--- start of TEXT SECTION ---

Unless you’ve experienced it, there isn’t a place on the planet, in spite of the noise, the bustle and raucous bellowing of voices and announcements, that has that searing, complete, isolated loneliness of the fighter’s corner, ten seconds before the first round.
Andy Lee went into his challenge as a complete outsider. None expected him to even compete seriously. As the bout progressed, it was following the line of prediction. His opponent was ahead on points. From the ringside, it looked bleak for the Irishman. He could have succumbed to the easy option. No one would have blamed him. He was the 6 to 1 outsider. Korobov, the title holder, his supporters, and many others thought of it as a practice bout. So, Andy Lee could have boxed on, made a doughty fight of it, and lost with honour.
But Andy Lee had decided, and chosen, his own expectation. He and his wife, and his coach, had different ideas. His coach told him to box, keep his head straight, and wait for his chance. A chance always comes.
When Andy Lee’s chance came, he had the speed of thought to see it, the presence of mind to take it, and the wit to see that this was it. Now. This instant. This invisibly quick fleeting moment, when he unleashed a flurry of punches, hooks, jabs and  body shots that rocked the champion. This had to be it, the end for the champion. For if he, Korobov, survived this, Andy Lee would be spent, drained, sapped of all energies.

--- end of TEXT SECTION ---

» EXERCISE OBJECTIVE
Write out the boxing text word for word, in full.

--- start of DATASET CONTENT ---

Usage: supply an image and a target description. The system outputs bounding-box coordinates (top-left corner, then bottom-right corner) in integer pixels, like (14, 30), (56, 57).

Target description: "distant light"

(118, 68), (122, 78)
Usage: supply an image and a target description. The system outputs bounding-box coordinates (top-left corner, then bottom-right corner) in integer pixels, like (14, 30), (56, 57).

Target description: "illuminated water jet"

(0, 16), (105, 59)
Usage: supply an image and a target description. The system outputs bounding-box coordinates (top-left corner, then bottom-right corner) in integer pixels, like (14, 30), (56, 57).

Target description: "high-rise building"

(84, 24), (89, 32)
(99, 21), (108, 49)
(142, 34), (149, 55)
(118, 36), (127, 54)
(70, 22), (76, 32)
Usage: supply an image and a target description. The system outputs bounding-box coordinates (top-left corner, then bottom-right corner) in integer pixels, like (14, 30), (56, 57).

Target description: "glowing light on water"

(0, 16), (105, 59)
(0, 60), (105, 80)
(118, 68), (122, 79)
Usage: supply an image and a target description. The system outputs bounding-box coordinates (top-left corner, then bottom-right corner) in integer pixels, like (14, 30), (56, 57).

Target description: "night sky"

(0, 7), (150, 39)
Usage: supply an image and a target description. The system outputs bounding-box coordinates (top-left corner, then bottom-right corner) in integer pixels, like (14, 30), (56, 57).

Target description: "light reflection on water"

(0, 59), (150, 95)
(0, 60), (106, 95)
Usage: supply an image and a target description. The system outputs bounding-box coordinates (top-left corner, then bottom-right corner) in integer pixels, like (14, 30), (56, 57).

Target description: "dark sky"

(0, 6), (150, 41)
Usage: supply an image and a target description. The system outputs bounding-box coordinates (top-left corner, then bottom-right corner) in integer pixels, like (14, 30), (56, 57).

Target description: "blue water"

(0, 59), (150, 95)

--- end of DATASET CONTENT ---

» RESULT OF THE EXERCISE
Unless you’ve experienced it, there isn’t a place on the planet, in spite of the noise, the bustle and raucous bellowing of voices and announcements, that has that searing, complete, isolated loneliness of the fighter’s corner, ten seconds before the first round.
Andy Lee went into his challenge as a complete outsider. None expected him to even compete seriously. As the bout progressed, it was following the line of prediction. His opponent was ahead on points. From the ringside, it looked bleak for the Irishman. He could have succumbed to the easy option. No one would have blamed him. He was the 6 to 1 outsider. Korobov, the title holder, his supporters, and many others thought of it as a practice bout. So, Andy Lee could have boxed on, made a doughty fight of it, and lost with honour.
But Andy Lee had decided, and chosen, his own expectation. He and his wife, and his coach, had different ideas. His coach told him to box, keep his head straight, and wait for his chance. A chance always comes.
When Andy Lee’s chance came, he had the speed of thought to see it, the presence of mind to take it, and the wit to see that this was it. Now. This instant. This invisibly quick fleeting moment, when he unleashed a flurry of punches, hooks, jabs and  body shots that rocked the champion. This had to be it, the end for the champion. For if he, Korobov, survived this, Andy Lee would be spent, drained, sapped of all energies.